## Directive
Give again the lines from the line with "Exercise. Locate the pink flower" to the last line of the records, exactly and in full. Do not carry over any pictures.

## Excerpted data
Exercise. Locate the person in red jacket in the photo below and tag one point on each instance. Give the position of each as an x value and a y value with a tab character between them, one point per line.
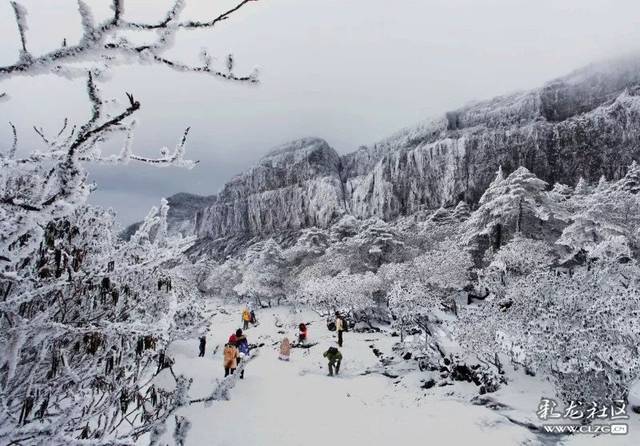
302	334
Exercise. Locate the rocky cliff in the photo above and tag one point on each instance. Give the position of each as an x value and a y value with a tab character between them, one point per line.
181	218
296	185
585	124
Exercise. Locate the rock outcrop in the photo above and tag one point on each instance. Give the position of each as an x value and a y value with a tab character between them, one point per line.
296	185
585	124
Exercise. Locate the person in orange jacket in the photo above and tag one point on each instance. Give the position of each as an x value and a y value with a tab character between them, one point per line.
230	356
246	318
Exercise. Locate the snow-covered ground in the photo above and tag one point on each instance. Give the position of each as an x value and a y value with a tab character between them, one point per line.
296	403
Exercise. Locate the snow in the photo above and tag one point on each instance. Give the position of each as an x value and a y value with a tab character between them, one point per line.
293	403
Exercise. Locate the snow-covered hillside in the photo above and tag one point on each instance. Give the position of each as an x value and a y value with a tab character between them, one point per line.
295	403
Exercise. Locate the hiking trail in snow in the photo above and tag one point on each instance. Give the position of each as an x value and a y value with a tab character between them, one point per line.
295	403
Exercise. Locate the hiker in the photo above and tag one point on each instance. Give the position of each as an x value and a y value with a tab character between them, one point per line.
335	358
246	317
203	343
341	326
285	349
302	334
230	356
243	347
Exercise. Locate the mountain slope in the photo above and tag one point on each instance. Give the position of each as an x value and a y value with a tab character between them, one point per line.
585	124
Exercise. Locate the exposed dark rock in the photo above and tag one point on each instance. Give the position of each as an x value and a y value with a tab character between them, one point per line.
428	384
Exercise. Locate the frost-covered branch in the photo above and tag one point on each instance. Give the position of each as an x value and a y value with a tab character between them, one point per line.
103	44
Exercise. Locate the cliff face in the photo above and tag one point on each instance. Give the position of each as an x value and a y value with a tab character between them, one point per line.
296	185
585	124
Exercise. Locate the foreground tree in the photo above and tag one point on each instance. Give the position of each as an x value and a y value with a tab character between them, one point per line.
84	318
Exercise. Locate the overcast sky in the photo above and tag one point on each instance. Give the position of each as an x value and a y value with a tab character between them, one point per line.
349	71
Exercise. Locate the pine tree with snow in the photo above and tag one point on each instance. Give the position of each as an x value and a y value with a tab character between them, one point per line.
462	211
582	188
507	206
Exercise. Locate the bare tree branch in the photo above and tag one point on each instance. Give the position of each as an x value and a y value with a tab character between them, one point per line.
103	42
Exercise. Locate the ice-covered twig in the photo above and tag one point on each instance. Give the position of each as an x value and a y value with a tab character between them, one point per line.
103	43
14	144
21	21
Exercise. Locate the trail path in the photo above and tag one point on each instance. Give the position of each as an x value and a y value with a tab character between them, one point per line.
295	403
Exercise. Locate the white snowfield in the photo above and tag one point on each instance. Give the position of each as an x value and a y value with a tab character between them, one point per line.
295	403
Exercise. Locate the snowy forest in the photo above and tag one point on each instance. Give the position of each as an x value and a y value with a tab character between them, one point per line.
515	278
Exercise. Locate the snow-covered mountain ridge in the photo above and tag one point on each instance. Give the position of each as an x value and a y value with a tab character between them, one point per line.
585	124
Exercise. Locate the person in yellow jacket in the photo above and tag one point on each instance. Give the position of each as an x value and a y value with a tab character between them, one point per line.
230	356
246	318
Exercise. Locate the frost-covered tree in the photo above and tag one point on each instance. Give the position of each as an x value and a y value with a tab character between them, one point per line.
84	317
349	293
608	214
507	205
263	273
582	329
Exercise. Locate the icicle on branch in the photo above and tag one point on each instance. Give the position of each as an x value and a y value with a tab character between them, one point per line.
103	44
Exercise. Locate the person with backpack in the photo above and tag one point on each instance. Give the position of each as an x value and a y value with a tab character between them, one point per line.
246	317
302	334
285	350
230	356
203	343
335	358
341	326
243	347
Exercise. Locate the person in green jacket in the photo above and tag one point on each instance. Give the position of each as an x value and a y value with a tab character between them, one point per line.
335	358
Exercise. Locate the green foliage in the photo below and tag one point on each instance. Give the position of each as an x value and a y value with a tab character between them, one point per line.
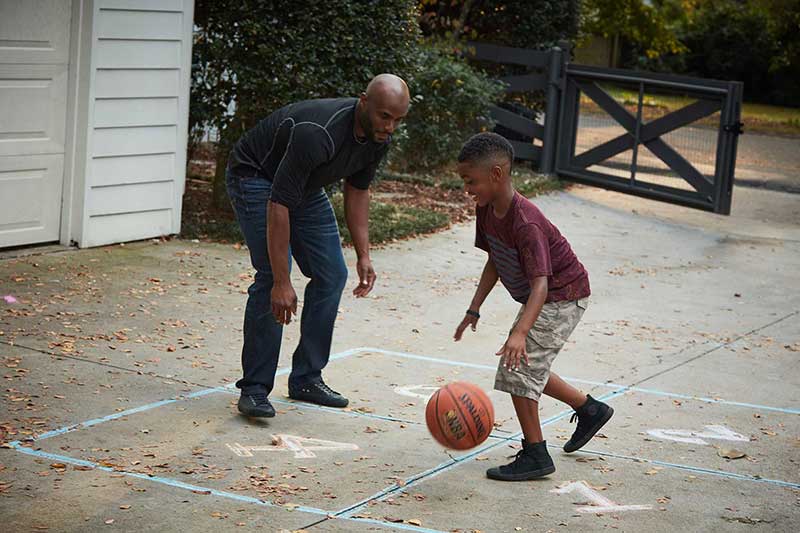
638	22
518	23
450	102
754	41
251	57
389	222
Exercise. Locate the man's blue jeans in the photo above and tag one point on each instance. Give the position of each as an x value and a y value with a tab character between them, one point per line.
316	247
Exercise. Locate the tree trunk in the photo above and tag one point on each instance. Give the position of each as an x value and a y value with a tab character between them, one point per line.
220	193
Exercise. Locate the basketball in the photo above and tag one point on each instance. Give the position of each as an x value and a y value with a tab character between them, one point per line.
459	415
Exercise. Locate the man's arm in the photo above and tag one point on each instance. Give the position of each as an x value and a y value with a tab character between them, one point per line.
488	280
308	147
284	299
356	212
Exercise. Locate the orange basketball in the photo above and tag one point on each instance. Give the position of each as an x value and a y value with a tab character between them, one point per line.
459	415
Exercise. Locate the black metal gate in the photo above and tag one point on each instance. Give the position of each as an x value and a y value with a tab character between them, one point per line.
614	131
610	135
521	126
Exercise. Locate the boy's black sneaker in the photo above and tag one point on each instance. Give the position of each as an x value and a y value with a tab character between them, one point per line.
531	462
255	405
591	417
319	393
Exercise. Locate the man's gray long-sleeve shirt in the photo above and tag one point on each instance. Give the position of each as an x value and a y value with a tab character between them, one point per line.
304	146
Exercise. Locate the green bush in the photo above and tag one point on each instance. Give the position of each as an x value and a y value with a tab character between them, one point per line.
389	222
519	23
450	102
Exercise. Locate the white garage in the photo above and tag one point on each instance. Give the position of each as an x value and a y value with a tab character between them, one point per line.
94	98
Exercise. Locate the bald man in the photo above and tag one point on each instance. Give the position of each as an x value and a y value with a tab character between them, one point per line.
275	179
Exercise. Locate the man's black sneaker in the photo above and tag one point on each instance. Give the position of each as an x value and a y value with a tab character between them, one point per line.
531	462
319	393
591	417
255	405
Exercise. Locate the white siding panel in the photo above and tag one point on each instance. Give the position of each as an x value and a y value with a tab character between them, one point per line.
131	141
139	25
135	112
131	198
34	32
122	53
127	227
136	83
132	169
143	5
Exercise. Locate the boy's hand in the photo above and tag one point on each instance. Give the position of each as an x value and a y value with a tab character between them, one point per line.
468	320
513	351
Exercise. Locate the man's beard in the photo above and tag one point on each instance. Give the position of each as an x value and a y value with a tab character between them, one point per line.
366	125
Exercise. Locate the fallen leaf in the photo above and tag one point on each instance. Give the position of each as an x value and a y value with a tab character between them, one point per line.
730	453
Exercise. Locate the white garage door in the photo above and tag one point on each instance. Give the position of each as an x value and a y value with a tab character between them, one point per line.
34	60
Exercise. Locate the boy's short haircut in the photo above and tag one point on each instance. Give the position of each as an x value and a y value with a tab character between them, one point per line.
486	145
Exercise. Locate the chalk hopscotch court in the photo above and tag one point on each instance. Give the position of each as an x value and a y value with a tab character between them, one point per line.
375	466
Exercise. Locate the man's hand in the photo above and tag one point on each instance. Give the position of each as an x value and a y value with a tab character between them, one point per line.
366	277
513	351
284	302
468	320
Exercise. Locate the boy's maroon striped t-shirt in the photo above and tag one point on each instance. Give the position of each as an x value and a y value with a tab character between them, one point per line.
524	245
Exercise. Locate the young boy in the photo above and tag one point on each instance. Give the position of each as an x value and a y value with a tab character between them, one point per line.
537	266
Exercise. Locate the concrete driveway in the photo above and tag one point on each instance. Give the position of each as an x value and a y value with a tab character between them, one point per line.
118	411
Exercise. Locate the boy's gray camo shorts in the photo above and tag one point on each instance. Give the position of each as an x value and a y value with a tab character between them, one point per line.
553	327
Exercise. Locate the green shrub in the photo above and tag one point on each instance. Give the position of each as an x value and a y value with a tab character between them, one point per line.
389	222
450	102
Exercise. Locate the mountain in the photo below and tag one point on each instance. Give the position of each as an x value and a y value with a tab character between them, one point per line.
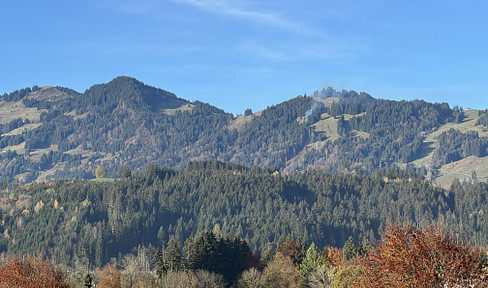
56	132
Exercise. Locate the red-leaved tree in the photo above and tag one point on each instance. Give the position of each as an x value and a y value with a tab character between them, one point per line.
32	272
410	257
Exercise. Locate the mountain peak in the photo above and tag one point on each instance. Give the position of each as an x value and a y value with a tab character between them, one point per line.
128	90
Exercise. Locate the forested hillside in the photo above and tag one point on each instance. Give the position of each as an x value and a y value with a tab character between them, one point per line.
87	223
58	133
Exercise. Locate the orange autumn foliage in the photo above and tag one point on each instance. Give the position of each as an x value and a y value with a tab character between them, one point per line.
32	272
411	257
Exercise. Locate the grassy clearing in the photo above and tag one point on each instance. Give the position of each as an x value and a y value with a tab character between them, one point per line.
468	124
13	110
24	128
463	170
103	180
20	148
328	127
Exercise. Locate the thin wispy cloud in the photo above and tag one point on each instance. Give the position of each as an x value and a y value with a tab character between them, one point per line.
227	8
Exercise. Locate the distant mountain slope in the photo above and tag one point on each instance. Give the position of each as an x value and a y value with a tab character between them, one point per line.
55	132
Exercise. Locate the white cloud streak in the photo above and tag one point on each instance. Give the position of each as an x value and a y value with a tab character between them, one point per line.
226	8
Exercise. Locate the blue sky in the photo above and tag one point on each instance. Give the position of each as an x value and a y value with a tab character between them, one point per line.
248	53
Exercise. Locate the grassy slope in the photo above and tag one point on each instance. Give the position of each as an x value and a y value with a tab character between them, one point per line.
460	169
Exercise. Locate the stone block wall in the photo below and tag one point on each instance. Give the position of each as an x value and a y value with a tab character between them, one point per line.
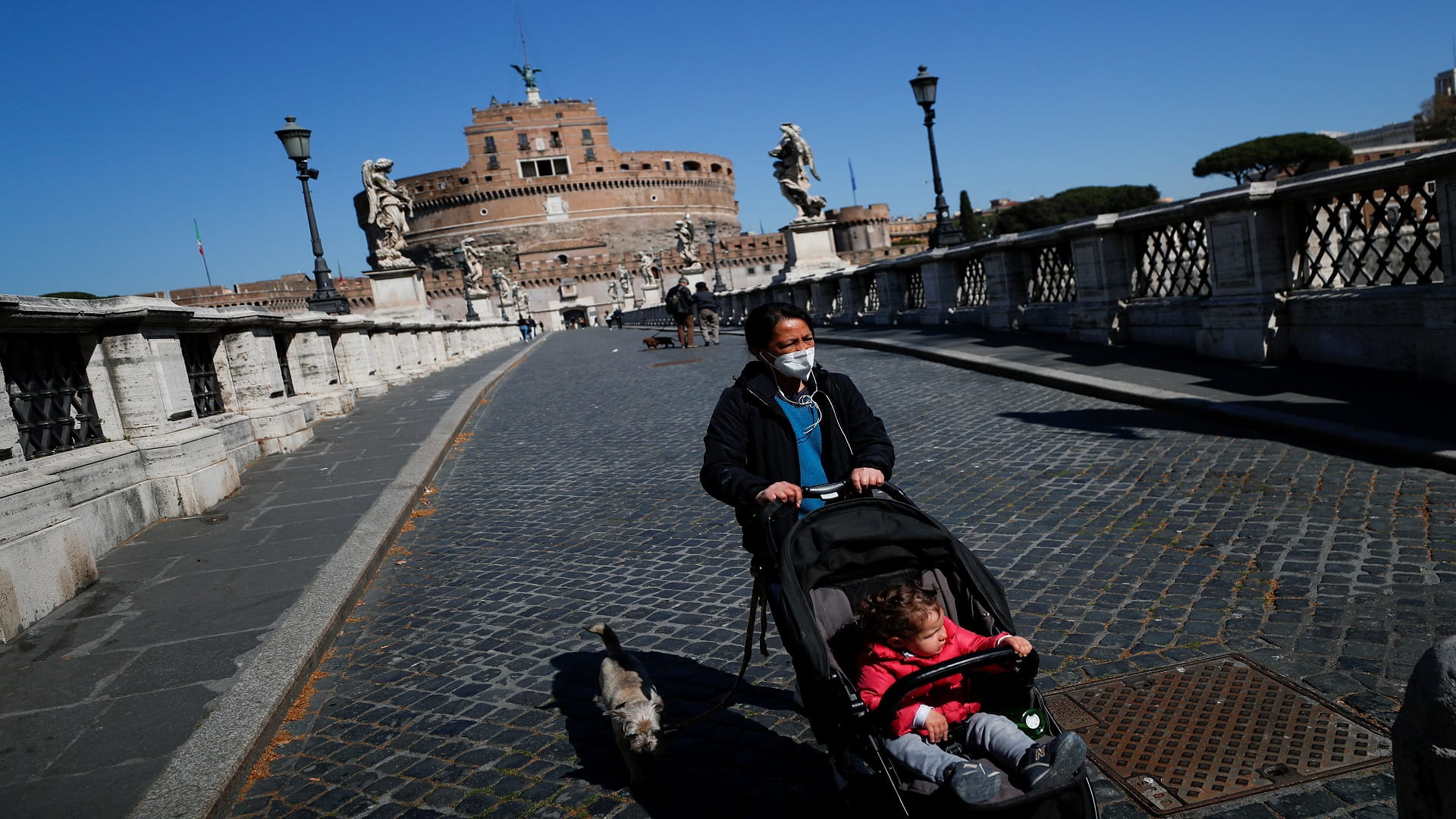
123	411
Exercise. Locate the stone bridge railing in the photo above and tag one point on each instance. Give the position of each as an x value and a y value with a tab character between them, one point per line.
1347	265
123	411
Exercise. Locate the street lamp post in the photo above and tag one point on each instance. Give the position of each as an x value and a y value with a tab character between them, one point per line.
469	306
712	241
296	143
946	232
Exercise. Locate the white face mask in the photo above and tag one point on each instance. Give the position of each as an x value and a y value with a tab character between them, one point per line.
797	365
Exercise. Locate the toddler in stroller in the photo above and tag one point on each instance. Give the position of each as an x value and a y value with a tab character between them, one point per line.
908	630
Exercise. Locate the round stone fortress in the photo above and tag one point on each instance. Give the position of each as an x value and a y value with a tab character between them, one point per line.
546	177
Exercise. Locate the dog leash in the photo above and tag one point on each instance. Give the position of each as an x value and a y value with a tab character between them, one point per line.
758	605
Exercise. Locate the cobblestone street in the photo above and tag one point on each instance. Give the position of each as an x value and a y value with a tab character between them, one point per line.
1126	539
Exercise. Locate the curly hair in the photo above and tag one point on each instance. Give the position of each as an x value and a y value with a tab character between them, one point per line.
897	611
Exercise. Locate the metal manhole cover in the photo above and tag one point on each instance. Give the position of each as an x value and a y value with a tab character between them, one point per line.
1194	735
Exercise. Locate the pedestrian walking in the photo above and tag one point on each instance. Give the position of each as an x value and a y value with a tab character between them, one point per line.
783	425
680	303
707	305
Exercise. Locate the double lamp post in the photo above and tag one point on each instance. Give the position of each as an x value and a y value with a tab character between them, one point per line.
296	143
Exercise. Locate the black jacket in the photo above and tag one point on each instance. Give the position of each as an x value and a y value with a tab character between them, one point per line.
750	444
685	300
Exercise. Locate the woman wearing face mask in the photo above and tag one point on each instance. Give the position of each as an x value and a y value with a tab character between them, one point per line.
788	423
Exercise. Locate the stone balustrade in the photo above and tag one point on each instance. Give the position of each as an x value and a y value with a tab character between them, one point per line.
123	411
1346	265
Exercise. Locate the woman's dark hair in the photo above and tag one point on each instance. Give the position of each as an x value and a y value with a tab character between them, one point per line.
758	328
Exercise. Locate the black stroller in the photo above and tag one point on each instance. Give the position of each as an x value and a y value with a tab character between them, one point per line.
827	563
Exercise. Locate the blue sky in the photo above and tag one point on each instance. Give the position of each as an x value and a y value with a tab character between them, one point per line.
126	121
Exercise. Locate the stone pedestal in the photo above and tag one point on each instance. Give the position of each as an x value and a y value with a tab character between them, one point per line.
1424	738
811	249
400	293
356	356
1104	284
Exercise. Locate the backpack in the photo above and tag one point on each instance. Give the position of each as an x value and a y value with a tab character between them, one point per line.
676	302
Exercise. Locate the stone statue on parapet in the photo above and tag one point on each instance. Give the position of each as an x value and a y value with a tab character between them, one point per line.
792	168
683	228
529	74
504	287
645	268
473	267
389	210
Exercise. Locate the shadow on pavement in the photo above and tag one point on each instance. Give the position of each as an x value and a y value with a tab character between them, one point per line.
1134	423
733	764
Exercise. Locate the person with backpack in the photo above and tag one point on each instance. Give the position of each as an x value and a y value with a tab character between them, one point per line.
680	303
707	305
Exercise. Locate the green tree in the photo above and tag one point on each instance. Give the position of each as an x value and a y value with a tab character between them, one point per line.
1438	118
1257	159
1074	203
971	226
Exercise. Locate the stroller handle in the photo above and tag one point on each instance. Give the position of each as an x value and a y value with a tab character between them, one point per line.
827	491
890	703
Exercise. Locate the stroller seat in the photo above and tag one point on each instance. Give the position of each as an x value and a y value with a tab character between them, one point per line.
829	561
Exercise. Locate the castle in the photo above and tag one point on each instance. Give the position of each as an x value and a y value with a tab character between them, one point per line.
545	177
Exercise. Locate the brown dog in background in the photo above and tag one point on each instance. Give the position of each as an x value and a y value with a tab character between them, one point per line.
631	700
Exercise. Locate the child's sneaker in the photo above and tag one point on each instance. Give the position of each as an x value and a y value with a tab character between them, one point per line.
1052	764
973	781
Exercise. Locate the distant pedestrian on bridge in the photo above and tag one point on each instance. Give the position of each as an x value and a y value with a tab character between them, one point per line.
679	302
707	305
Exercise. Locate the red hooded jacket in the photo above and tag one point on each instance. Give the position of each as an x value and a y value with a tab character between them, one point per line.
880	667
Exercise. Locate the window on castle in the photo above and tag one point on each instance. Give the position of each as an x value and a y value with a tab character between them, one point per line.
552	167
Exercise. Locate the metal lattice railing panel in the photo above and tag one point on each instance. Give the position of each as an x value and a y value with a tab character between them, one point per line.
871	295
1174	261
281	344
1055	279
201	376
915	290
1369	238
49	392
971	287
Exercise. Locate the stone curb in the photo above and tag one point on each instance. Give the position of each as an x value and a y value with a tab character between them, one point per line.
206	773
1419	450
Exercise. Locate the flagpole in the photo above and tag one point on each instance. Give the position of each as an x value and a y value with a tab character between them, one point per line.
199	234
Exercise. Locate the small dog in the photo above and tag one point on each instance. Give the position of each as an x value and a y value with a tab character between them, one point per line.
629	698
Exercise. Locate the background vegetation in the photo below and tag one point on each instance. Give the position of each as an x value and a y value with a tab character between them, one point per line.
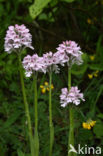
50	22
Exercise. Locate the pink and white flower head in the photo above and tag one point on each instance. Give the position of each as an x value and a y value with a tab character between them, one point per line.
51	62
17	37
73	96
33	64
70	52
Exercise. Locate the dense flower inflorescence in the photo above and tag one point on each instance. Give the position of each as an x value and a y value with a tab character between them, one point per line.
46	87
33	64
17	37
89	124
51	62
73	96
69	52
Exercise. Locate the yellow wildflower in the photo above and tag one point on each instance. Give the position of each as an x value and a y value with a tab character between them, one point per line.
90	76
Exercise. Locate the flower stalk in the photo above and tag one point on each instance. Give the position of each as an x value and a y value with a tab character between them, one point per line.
71	119
26	106
36	137
50	116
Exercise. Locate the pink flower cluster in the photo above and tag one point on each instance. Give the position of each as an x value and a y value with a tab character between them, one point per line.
51	62
17	37
72	96
33	64
70	52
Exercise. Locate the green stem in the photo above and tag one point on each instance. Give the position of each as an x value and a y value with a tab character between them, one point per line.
36	137
71	119
26	106
50	116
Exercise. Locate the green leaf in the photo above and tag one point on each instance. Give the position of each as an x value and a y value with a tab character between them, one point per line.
36	143
36	8
98	130
10	121
96	67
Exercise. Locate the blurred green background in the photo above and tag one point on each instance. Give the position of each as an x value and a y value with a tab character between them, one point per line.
51	22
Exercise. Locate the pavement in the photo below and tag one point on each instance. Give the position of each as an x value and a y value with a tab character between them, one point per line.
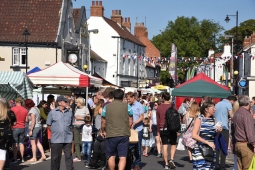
148	163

## Answer
Exercise. Locate the pink flower cluster in the photo above and tag one point on each instance. Give the position of each as an x value and a y value with a tab character between them, one point per line.
51	62
17	37
72	96
33	64
70	52
Exercise. Locate the green stem in the photo above and tag one point on each instance. Give the position of each as an x value and a y value with a tab character between them, one point per line.
36	137
71	119
26	106
50	116
Exercise. Locate the green leaf in the photo above and tag one point on each instance. Give the position of each as an x value and a y value with a tab character between them, one point per line.
36	143
36	8
98	130
10	121
96	67
Exercise. Locate the blurred green background in the photo above and tag one point on each instance. Give the position of each as an x value and a y value with a tab character between them, one point per line.
51	22
Exercise. Locate the pavement in the photo below and tag one point on each instance. Give the position of each as an x value and a y value with a tab character between them, one point per line.
148	163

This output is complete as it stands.